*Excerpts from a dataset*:
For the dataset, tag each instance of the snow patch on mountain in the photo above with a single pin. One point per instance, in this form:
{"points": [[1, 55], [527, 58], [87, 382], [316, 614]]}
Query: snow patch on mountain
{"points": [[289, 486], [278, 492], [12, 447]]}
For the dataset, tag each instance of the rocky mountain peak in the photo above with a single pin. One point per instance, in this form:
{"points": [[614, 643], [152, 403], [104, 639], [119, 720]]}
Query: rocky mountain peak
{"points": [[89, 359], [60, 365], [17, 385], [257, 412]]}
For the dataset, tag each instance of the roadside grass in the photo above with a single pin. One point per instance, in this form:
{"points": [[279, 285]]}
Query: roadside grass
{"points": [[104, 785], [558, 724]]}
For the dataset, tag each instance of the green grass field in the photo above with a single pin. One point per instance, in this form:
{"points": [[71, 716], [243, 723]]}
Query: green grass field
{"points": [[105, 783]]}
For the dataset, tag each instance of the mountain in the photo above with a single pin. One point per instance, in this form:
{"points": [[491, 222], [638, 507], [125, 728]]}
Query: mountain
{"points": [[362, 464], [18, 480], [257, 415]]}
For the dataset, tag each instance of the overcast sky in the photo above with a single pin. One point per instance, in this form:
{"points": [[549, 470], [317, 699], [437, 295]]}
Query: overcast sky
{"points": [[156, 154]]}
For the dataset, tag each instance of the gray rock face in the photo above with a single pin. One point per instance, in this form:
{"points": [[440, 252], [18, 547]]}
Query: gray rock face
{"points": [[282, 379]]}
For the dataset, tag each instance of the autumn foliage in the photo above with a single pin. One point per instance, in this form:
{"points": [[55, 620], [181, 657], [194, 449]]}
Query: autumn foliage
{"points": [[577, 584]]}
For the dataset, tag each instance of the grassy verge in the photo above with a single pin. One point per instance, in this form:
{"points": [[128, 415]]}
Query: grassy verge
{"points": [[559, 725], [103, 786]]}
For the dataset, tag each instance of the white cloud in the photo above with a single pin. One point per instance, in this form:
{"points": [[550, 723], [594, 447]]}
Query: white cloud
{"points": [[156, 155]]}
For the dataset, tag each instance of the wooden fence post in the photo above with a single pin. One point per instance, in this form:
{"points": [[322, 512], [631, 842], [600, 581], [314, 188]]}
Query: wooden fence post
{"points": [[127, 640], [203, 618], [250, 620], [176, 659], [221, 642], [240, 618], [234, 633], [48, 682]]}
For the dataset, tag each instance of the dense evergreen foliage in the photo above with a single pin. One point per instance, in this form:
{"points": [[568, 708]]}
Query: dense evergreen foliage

*WHAT TO DO*: Each record must be restated word for word, including the last line.

*RESULT OF THIS TASK*:
For the dataset, tag each instance of the snow patch on mountain in the photo above with a single pin. One point per instance, in this form:
{"points": [[1, 55], [527, 58], [87, 382], [316, 614]]}
Query: snow patch on mountain
{"points": [[289, 486], [278, 492], [12, 447]]}
For the dataset, tag each instance of the rocky mountain peak in the photo above with a single pin. One point per instance, in this form:
{"points": [[614, 643], [152, 403], [104, 639], [119, 720]]}
Query: rocky mountain peak
{"points": [[89, 359], [60, 365], [17, 385], [257, 412]]}
For the dataset, tag each instance of the roadside grass in the photo above with a single pin. One point per instance, in this form:
{"points": [[279, 285]]}
Query: roadside grass
{"points": [[104, 785], [558, 724]]}
For the dataset, tag each instance of the green grass field in the photo above with a single pin. One point per instance, in this form:
{"points": [[71, 716], [243, 723]]}
Query: green grass field
{"points": [[105, 783]]}
For the dataset, tag each instance of the mountain in the photo above with a single pin. One point per instance, in this form:
{"points": [[491, 222], [638, 507], [125, 728]]}
Query: mountain
{"points": [[362, 464], [18, 480], [257, 415]]}
For the dataset, tag each instance of the overcast sky in the photo above with a single pin. One point per instance, in this form:
{"points": [[549, 470], [317, 699], [437, 295]]}
Query: overcast sky
{"points": [[156, 154]]}
For the dataset, tag each instance of the gray rock face in the photo above with a single pin. One point per instance, in this form:
{"points": [[440, 252], [18, 547]]}
Query: gray rock face
{"points": [[282, 379]]}
For the dataset, tag each instance of the autumn foliage in the photo above with a single pin. One point per instance, in this form:
{"points": [[55, 620], [181, 657], [194, 449]]}
Query: autumn foliage
{"points": [[577, 584]]}
For the dataset, tag each instance of the grassy verge in the photo above with a single pin. One point per instance, in this form:
{"points": [[128, 415]]}
Query: grassy verge
{"points": [[559, 725], [103, 786]]}
For the dataset, tag each instance of the white cloud in the photo above with a single pin. One point per instance, in this form:
{"points": [[550, 723], [594, 447]]}
Query: white cloud
{"points": [[156, 155]]}
For the dataset, tag each instance of the wooden fence post in the photo above with a single pin. One point per instance, in this form:
{"points": [[322, 512], [631, 842], [600, 581], [314, 188]]}
Query: wooden fence post
{"points": [[127, 640], [203, 618], [250, 620], [176, 659], [221, 642], [240, 618], [234, 633], [48, 682]]}
For the dataset, tag each instance of the dense evergreen foliage in the photo above with a single pin. One point per instance, in this form:
{"points": [[568, 708]]}
Query: dense evergreen foliage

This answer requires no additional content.